**Instructions for the task**
Copy out the data below. Keep every word as it is.

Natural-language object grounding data

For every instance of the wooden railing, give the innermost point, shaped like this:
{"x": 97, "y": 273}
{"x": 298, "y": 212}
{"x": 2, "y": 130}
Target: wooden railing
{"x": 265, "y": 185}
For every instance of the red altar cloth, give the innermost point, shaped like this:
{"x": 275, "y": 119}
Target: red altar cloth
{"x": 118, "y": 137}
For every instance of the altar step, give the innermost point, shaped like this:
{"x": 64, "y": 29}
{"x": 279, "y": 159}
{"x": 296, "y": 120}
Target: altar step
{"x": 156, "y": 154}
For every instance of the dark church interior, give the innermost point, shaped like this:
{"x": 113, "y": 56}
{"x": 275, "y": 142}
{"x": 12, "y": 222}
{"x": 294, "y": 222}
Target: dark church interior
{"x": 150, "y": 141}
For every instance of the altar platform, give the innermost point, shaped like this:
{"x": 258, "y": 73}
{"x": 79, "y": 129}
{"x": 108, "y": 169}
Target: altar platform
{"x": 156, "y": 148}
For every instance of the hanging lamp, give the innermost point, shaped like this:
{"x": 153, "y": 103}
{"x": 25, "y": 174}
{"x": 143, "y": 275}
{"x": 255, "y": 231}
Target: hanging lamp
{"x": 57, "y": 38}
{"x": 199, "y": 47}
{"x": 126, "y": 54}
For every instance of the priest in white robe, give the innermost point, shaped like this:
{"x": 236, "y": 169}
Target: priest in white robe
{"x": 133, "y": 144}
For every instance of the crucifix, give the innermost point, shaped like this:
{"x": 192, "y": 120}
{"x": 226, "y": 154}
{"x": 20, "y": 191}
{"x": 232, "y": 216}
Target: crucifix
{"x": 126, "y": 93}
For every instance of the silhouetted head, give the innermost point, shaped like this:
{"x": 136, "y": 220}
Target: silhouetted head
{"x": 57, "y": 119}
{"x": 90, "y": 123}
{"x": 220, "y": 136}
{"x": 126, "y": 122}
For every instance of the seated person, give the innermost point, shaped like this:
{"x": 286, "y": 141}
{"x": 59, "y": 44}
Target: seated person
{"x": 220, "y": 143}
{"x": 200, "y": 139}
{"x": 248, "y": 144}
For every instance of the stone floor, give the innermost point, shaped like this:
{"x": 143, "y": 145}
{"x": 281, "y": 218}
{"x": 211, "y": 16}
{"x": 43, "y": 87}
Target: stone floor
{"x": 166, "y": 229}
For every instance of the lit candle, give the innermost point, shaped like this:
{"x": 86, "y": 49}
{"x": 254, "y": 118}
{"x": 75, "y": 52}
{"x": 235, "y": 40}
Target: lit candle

**Task answer**
For every instance of the wooden railing, give the innermost point, shaped like this:
{"x": 97, "y": 273}
{"x": 298, "y": 212}
{"x": 2, "y": 130}
Target: wooden railing
{"x": 265, "y": 185}
For every instance of the red altar cloth, give the innermost point, shaped like this:
{"x": 275, "y": 119}
Target: red altar cloth
{"x": 118, "y": 137}
For every instance of the altar step, give the innermost point, shaped like this:
{"x": 64, "y": 29}
{"x": 279, "y": 159}
{"x": 296, "y": 120}
Target: altar step
{"x": 156, "y": 154}
For every instance of the dark church interior, give the innermost point, shaped like this:
{"x": 113, "y": 56}
{"x": 275, "y": 142}
{"x": 12, "y": 222}
{"x": 294, "y": 222}
Target: dark church interior
{"x": 150, "y": 141}
For every instance of the altar platform, give the innermost point, shaped like this:
{"x": 258, "y": 73}
{"x": 79, "y": 129}
{"x": 108, "y": 169}
Target: altar platform
{"x": 156, "y": 148}
For every instance of the hanging lamp, give the innermost point, shaped like this:
{"x": 153, "y": 103}
{"x": 25, "y": 174}
{"x": 143, "y": 275}
{"x": 255, "y": 231}
Target: hanging lamp
{"x": 57, "y": 38}
{"x": 199, "y": 47}
{"x": 126, "y": 54}
For every instance of the priest in white robe, give the innermost point, shaped like this:
{"x": 236, "y": 169}
Target: priest in white robe
{"x": 133, "y": 144}
For every instance of the crucifix, give the innermost point, shaped like this:
{"x": 192, "y": 120}
{"x": 226, "y": 154}
{"x": 20, "y": 191}
{"x": 232, "y": 216}
Target: crucifix
{"x": 126, "y": 93}
For every instance of the silhouetted head, give the innermost point, shaped like this:
{"x": 136, "y": 220}
Target: silhouetted head
{"x": 57, "y": 119}
{"x": 90, "y": 123}
{"x": 220, "y": 136}
{"x": 126, "y": 122}
For every instance of the seated person, give the innermost point, shaped like this:
{"x": 286, "y": 141}
{"x": 59, "y": 44}
Target: seated person
{"x": 220, "y": 143}
{"x": 200, "y": 139}
{"x": 248, "y": 144}
For every instance of the stone floor, give the innermost point, shaped like this:
{"x": 143, "y": 145}
{"x": 281, "y": 218}
{"x": 211, "y": 16}
{"x": 43, "y": 87}
Target: stone floor
{"x": 166, "y": 229}
For every instance of the lit candle, give the innermost point, shaped like this:
{"x": 86, "y": 49}
{"x": 254, "y": 118}
{"x": 75, "y": 52}
{"x": 235, "y": 40}
Target: lit candle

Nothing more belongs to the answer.